__WORK TO COMPLETE__
Copy the lines below word for word, omitting the pictures.

Source data:

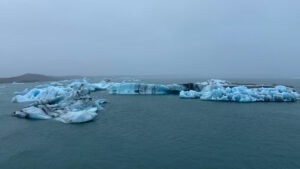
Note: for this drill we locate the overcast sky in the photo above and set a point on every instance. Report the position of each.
(215, 38)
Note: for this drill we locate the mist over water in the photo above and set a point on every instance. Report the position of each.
(215, 39)
(145, 131)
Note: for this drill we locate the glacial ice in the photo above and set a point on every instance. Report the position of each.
(141, 88)
(37, 94)
(216, 91)
(72, 103)
(68, 104)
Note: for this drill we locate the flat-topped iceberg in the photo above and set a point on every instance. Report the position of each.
(142, 88)
(219, 92)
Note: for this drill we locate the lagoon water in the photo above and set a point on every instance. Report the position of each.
(149, 132)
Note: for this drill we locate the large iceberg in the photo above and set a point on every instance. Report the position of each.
(142, 88)
(72, 103)
(223, 91)
(67, 104)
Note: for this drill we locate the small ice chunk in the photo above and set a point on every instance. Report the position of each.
(32, 113)
(78, 116)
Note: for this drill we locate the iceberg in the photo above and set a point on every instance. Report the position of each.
(222, 91)
(72, 103)
(67, 104)
(37, 94)
(142, 88)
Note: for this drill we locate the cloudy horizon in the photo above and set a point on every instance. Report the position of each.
(214, 38)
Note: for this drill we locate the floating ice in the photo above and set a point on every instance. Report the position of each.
(67, 104)
(141, 88)
(37, 94)
(72, 103)
(218, 92)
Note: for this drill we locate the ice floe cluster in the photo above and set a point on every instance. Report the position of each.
(217, 90)
(71, 102)
(142, 88)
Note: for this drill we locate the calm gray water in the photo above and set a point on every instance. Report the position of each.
(149, 132)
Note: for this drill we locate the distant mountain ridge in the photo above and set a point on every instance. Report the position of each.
(30, 77)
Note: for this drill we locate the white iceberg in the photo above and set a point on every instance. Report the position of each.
(80, 116)
(32, 113)
(67, 104)
(141, 88)
(41, 94)
(219, 92)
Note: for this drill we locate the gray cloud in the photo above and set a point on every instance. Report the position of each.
(233, 38)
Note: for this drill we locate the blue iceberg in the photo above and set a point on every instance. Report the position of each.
(68, 104)
(142, 88)
(218, 91)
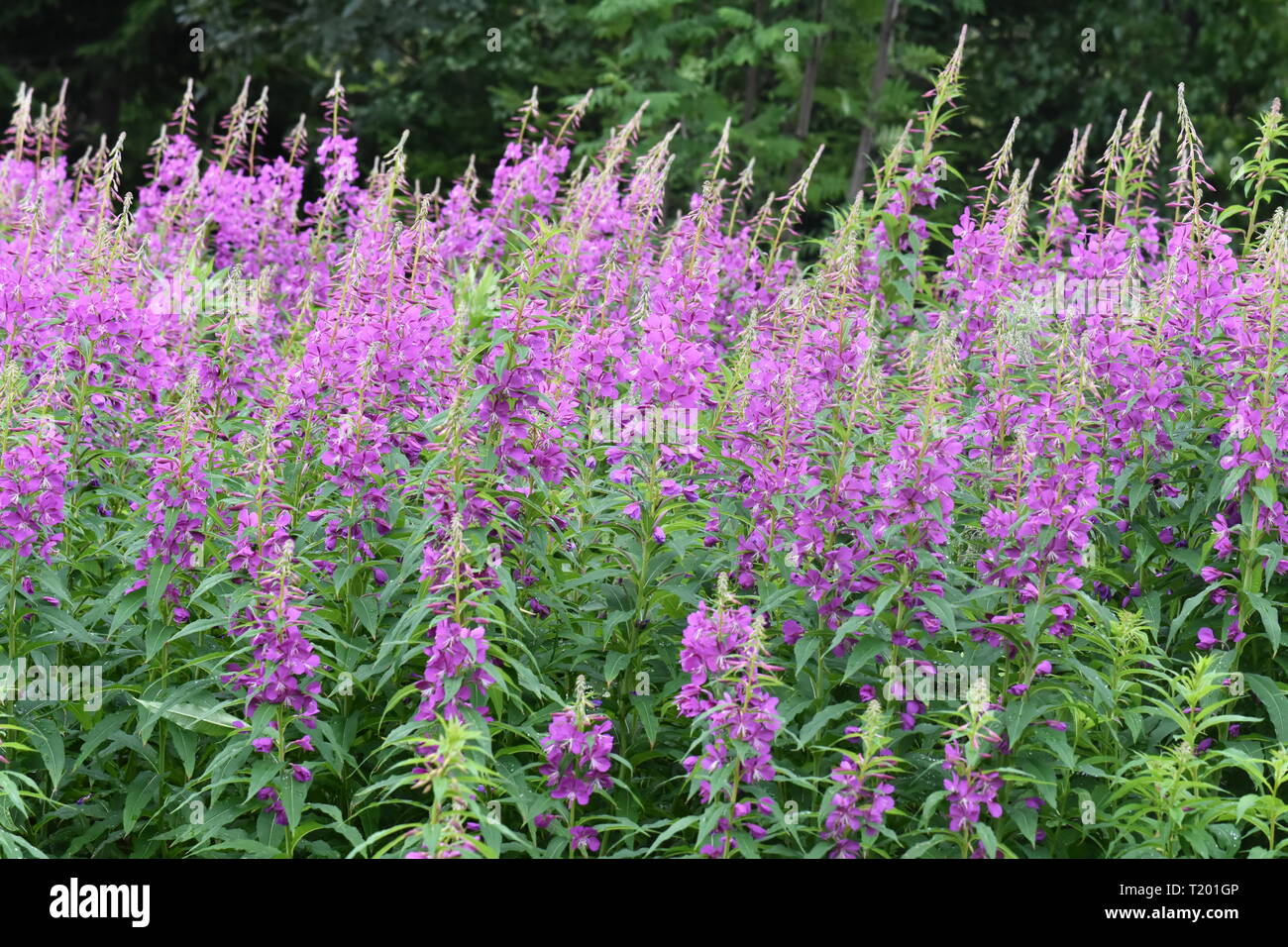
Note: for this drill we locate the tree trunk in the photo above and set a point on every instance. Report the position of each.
(751, 88)
(807, 82)
(859, 172)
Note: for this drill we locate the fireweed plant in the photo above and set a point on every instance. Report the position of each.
(520, 518)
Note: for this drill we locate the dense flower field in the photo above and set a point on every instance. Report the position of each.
(524, 521)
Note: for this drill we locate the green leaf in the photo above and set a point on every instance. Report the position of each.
(204, 715)
(1274, 701)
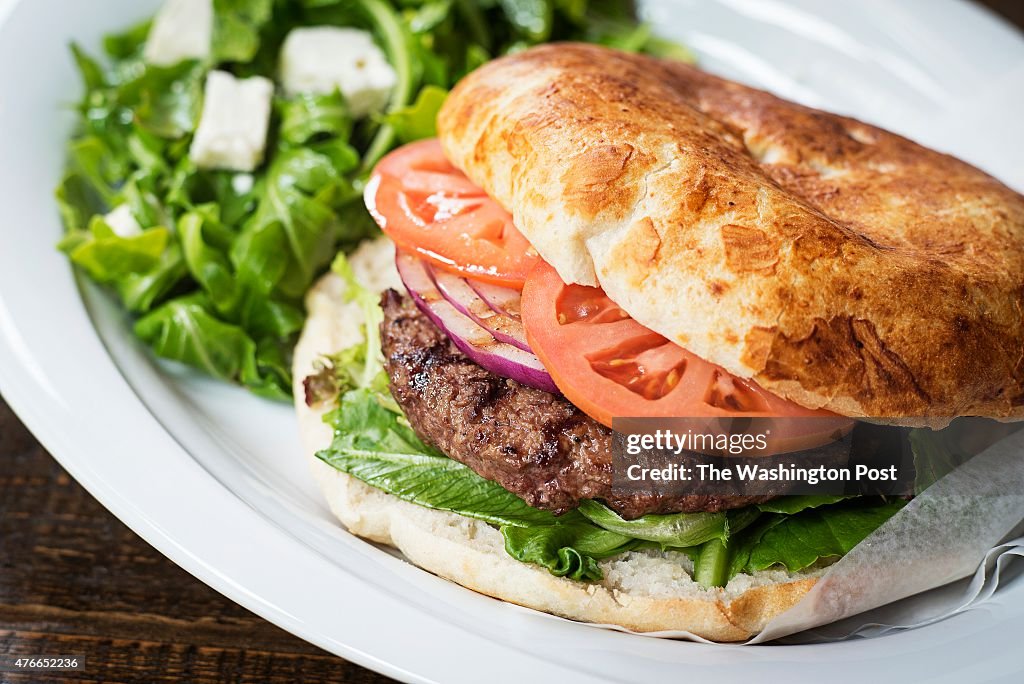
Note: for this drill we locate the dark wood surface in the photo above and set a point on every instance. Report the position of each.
(75, 580)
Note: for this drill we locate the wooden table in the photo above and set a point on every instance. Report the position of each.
(75, 580)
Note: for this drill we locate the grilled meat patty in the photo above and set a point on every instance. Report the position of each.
(534, 443)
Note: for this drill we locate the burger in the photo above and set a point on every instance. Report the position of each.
(596, 236)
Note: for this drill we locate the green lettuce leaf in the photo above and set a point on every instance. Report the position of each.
(796, 542)
(566, 550)
(676, 529)
(376, 445)
(418, 121)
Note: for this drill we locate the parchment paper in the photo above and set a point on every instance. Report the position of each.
(968, 524)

__TASK RESULT__
Note: for this drill we locate the overcast sky in the photo above and set a point on every instance. Report the position of each.
(215, 38)
Note: for this drill we locate the mist over water in the photo above and set a point on every instance. Report the position of each.
(215, 39)
(145, 131)
Note: for this drill we locate the glacial ice in the photo above and set a point on every instance. Report the position of each.
(141, 88)
(37, 94)
(216, 91)
(72, 103)
(68, 104)
Note: for this drill we locate the flat-topped iceberg in the photo above and set a point on every instance. Report the position of each.
(142, 88)
(219, 92)
Note: for this drill we locate the lagoon water in the photo above and set a point on every instance. Report the position of each.
(149, 132)
Note: for this drill we locate the large iceberg in the photo above and set a point on every instance. Report the position of each.
(142, 88)
(72, 103)
(223, 91)
(67, 104)
Note: for this drill we locate the small ice chunk in the photo above and set a point on every instance. Report the position of each.
(32, 113)
(78, 116)
Note: for this drill we locate the iceberg in the photo above and set a point on every instance. Report the position of each.
(222, 91)
(72, 103)
(67, 104)
(37, 94)
(142, 88)
Note: for this drill we locate the cloudy horizon in the photo above and set a point on every instance. Report the position of each.
(214, 38)
Note: for this drill we locate the floating ice in the photo above and set a point on every instance. Report the position of each.
(67, 104)
(141, 88)
(37, 94)
(72, 103)
(218, 92)
Note: for this drill we locate the ice floe cluster in the photo above and set a point on every instance. Report the position of each.
(217, 90)
(71, 102)
(142, 88)
Note: for this drill we locate the calm gray water in the photo above and set a point on every instance. Report the position of each.
(149, 132)
Note: for this drill we locate the distant mountain ridge in the photo above and set a point on every instance. Report the position of each.
(30, 77)
Note: for this drill we locate the white iceberg in the photo above and set a point on every instance. Report the position of each.
(80, 116)
(32, 113)
(67, 104)
(141, 88)
(41, 94)
(219, 92)
Note: for this drill we locate the gray cloud in the photo above and set a point on every instance. Report the position of each.
(233, 38)
Note: for this drill we locate the blue iceberg in the photo above and set a point on every instance. Report the position of each.
(68, 104)
(142, 88)
(218, 91)
Note: for this drill we locate the tree trunk in the photo above and set a point on every instance. Report the position of each.
(751, 88)
(807, 82)
(859, 172)
Note: for this drill we locate the fireweed plant in the photo above and set a point on every instance. Report the position of each.
(520, 518)
Note: for this drill we locate the dense flower field in the photo above and set a point on every instance. Report the position of each.
(524, 521)
Note: for this drill we locate the green leaf in the photo above and set a point on every instance. Report the position of each.
(204, 715)
(1274, 701)
Note: for this drill we locate the dark wood surface in the photo above and set a point on every instance. Report the position of each.
(75, 580)
Note: for this drill we locate the wooden table in the photo above and set a point on every instance. Report the position of each.
(75, 580)
Note: for this drill we locate the grilled meat patty in the photo above and set a point on every instance. Report the position of each.
(534, 443)
Note: for this drill we locate the burger in the photo above and set a point on every instance. Report the position of each.
(596, 236)
Note: for this drill we locate the green lettuce leaf in the photo above and set a point on every instance. Report the position of each.
(796, 542)
(566, 550)
(676, 529)
(376, 445)
(418, 121)
Note: for this drill we locate the parchment paper in the photo above and set a point on every instance. Report the position of each.
(968, 524)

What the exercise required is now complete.